* [WORK TO BE COMPLETED]: Find every line in the rows below that contains the word "jacket" and copy each of those lines. Matching is case-sensitive.

## begin EXTRACTED DATA

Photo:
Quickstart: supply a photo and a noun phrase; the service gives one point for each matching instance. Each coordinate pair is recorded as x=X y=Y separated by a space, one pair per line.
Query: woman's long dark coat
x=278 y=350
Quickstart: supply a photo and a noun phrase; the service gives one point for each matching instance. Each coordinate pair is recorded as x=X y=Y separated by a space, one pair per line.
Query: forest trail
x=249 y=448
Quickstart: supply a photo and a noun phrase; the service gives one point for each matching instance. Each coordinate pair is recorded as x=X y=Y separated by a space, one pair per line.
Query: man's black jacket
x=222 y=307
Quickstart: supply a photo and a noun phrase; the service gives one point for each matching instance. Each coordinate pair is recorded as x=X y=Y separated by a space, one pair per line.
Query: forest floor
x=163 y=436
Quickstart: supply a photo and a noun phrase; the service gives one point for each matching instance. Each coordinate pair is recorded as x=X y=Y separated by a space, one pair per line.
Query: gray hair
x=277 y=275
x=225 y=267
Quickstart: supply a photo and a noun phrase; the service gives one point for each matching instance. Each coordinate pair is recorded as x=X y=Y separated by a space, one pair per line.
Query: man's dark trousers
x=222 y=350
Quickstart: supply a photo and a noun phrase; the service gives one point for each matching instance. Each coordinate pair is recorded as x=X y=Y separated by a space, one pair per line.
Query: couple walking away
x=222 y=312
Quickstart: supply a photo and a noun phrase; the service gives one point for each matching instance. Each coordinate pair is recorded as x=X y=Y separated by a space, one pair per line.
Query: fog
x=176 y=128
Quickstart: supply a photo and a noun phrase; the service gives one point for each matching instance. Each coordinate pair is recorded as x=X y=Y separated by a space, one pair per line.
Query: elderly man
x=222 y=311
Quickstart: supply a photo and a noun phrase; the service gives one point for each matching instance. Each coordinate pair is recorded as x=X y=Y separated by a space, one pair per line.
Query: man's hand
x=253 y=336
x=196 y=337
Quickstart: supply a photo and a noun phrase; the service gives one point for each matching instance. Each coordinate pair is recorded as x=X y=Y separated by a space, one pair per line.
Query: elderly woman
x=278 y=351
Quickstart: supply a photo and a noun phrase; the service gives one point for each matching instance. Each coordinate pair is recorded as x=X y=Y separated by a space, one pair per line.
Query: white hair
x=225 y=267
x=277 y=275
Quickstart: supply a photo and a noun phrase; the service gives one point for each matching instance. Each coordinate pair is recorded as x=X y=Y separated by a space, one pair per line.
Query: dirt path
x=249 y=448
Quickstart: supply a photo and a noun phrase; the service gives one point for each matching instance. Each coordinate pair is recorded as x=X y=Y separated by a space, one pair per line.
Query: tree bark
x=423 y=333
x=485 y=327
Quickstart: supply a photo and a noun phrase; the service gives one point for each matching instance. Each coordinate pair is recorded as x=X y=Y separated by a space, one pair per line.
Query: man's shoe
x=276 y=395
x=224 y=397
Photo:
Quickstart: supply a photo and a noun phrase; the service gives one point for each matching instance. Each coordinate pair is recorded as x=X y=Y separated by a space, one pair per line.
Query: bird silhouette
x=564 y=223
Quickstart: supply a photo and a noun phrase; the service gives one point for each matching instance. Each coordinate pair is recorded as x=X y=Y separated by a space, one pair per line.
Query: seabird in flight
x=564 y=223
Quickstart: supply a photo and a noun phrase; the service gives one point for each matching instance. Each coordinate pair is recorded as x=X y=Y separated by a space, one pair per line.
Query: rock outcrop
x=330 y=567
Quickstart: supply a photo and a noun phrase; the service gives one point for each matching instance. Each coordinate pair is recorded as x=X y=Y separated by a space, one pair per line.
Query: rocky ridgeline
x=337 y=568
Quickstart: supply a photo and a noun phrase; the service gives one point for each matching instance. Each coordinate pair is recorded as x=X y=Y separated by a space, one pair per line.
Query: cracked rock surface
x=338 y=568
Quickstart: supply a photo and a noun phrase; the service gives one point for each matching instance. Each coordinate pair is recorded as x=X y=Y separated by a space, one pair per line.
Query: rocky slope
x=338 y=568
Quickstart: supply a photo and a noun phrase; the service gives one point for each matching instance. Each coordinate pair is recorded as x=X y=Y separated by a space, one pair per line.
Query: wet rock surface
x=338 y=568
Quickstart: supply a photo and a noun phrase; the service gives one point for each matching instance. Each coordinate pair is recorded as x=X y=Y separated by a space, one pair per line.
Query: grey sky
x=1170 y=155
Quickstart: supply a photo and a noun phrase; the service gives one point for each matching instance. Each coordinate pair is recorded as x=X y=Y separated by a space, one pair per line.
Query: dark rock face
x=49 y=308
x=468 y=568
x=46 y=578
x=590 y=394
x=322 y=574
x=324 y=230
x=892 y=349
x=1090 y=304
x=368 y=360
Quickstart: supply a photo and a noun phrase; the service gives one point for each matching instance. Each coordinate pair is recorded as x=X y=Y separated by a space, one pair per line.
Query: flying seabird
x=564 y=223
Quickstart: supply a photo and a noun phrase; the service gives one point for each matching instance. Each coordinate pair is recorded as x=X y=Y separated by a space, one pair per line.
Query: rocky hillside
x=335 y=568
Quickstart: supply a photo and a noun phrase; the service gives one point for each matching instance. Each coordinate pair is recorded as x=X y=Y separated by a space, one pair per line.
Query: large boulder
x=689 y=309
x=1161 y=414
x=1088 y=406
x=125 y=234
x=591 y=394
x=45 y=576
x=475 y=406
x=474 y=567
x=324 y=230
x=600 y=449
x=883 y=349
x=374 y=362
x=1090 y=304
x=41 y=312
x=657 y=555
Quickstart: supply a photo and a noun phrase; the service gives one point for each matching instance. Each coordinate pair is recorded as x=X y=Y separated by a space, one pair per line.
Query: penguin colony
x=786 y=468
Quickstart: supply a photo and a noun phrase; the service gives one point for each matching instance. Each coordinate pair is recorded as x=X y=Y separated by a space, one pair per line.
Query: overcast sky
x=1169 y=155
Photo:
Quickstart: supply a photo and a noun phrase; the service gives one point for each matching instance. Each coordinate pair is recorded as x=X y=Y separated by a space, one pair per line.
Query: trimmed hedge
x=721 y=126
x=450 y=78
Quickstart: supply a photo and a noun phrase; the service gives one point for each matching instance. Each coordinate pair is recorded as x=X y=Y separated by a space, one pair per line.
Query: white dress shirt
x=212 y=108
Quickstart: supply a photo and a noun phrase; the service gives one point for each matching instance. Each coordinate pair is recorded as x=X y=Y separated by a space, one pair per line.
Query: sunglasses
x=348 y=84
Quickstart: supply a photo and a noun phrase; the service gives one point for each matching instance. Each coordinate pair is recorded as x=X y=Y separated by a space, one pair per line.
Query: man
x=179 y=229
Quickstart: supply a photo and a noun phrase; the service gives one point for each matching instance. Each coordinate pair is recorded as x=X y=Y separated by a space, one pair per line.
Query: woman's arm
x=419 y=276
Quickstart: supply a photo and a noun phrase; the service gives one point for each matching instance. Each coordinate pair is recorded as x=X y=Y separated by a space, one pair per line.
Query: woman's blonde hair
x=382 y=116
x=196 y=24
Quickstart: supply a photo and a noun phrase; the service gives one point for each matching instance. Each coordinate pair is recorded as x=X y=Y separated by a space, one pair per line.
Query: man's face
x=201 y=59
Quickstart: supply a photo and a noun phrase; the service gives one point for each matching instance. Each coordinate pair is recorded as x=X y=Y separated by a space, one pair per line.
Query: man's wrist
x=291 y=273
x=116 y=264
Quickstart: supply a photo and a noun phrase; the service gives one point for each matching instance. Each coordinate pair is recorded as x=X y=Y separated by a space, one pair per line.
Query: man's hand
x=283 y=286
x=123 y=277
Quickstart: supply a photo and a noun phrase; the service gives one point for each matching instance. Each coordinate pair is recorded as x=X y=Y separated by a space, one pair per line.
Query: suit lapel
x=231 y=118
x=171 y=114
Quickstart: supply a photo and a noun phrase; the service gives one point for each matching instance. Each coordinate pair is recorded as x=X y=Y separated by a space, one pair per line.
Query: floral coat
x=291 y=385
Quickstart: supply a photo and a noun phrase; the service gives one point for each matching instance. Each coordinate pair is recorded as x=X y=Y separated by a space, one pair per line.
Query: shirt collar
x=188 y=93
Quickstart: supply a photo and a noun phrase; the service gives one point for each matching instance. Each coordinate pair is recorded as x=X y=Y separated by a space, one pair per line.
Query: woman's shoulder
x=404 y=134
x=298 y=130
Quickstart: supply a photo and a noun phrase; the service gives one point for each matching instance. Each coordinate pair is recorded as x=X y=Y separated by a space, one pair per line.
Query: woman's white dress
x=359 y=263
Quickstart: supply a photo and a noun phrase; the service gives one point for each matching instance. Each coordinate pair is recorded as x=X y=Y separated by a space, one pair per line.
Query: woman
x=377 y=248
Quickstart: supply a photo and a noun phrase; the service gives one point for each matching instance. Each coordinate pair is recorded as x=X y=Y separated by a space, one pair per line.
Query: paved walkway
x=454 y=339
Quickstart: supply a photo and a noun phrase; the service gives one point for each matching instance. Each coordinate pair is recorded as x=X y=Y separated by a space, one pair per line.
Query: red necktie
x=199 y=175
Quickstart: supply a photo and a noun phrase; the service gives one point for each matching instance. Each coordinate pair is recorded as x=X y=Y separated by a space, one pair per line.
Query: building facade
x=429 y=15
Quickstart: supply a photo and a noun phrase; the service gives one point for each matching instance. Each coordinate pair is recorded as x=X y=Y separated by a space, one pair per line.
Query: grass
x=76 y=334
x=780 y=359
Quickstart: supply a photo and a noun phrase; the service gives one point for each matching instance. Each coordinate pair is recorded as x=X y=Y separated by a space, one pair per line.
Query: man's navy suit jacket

## end EXTRACTED DATA

* [TASK RESPONSE]:
Query: man's black jacket
Query: man's navy suit jacket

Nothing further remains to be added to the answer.